--- begin Task data ---

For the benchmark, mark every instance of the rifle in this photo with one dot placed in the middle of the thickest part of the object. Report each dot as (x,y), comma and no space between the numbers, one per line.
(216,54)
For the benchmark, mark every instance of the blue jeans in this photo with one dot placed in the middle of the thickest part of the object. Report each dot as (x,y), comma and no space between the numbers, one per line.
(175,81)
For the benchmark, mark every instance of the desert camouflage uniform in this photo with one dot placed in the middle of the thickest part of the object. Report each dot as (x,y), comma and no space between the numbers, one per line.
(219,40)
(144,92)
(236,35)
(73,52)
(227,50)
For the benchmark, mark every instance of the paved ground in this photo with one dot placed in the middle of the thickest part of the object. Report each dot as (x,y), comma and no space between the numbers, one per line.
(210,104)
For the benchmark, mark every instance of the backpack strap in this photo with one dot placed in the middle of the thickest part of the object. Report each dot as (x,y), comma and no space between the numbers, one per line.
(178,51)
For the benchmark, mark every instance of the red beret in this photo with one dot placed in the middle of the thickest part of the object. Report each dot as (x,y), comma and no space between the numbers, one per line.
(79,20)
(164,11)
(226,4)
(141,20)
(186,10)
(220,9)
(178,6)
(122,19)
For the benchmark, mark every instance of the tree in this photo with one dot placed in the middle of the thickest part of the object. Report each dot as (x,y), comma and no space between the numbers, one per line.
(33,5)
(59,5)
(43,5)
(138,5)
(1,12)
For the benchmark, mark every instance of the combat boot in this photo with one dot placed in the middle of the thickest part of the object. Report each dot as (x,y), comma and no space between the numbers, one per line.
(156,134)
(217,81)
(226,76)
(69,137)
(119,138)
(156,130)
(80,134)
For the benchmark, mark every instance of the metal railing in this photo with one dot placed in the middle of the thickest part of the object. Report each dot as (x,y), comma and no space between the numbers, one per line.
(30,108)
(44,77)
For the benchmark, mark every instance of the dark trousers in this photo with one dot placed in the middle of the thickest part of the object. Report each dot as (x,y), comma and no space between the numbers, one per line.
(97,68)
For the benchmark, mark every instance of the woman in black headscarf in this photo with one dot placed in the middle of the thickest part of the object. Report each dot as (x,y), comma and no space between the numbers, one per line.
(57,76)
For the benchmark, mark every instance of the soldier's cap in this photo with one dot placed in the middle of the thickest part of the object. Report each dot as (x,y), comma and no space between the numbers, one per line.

--- end Task data ---

→ Task to complete:
Repeat the whole listing exactly, keeping every line intact.

→ Answer to the exercise:
For the benchmark, mark every instance of the rifle in this photo with one dot placed in the middle of the thickest part of the object. Report each dot as (x,y), comma and no space between the numbers, one per line.
(216,54)
For the benchmark, mark every instance of the blue jeans in this photo with one dot placed in the middle of the thickest part of the object. Report each dot as (x,y), comma and no space between the numbers, one per line.
(175,81)
For the benchmark, mark every instance of the desert camouflage uniform in this photo with one dot placed in the middle of the thickest part of the object. Report each dot as (x,y), comma and no space between the numbers, one per line.
(219,40)
(144,92)
(236,35)
(73,52)
(227,50)
For the benchmark, mark every instance of the paved ground in this photo with one dot placed in the middle of the thickest part of the object. Report each dot as (x,y), comma and no space between the numbers, one per line.
(210,104)
For the benchmark, mark every instance of the backpack strap in this photo with one dot placed in the middle of the thickest part of the object. Report each dot as (x,y), comma and no space between the numbers, one per line.
(178,51)
For the benchmark, mark every instance of the red beret in this photo with one dot placed in the middle of the thickest part of the object. Report each dot as (x,y), comma and no space between the numbers, one per line.
(79,20)
(164,11)
(226,4)
(141,20)
(186,10)
(220,9)
(178,6)
(122,19)
For the benchmark, mark every instance of the tree in this photo with one dot placed in the middle of the thickest part of the object. Report each dot as (x,y), comma and no space between the numbers, one per line.
(33,5)
(59,5)
(43,5)
(138,5)
(1,12)
For the benchmark, mark every instance of the combat boot in this photo with one dot placed in the middle of the thickest part of the object. Report each dot as (x,y), comma and no space between the numbers, one per line.
(156,134)
(217,81)
(226,76)
(69,137)
(119,138)
(156,130)
(80,134)
For the benchmark, mark every instance of the metal railing in this photo with one dot placed in the middle of the thickest part of the object. Report each dot as (x,y), comma and no space between the numbers, one per line.
(30,108)
(44,77)
For the benchmark, mark every instance of the dark trousers in this photo with one dot placed in the middle of the thickest part of the object. Report each dot as (x,y), comma and no space between the numbers, one per line.
(97,68)
For the benchmark, mark every instance of the woman in black headscarf in this photo with one dot placed in the middle of the thickest part of the object. Report each dot as (x,y), comma and no space between the numbers, one per line.
(57,76)
For the benchmark, mark every instance of the soldier's cap in this photo with one dot placed in the middle of the thickest part of the object. Report each dot as (x,y), comma and no space between the numbers, one per line.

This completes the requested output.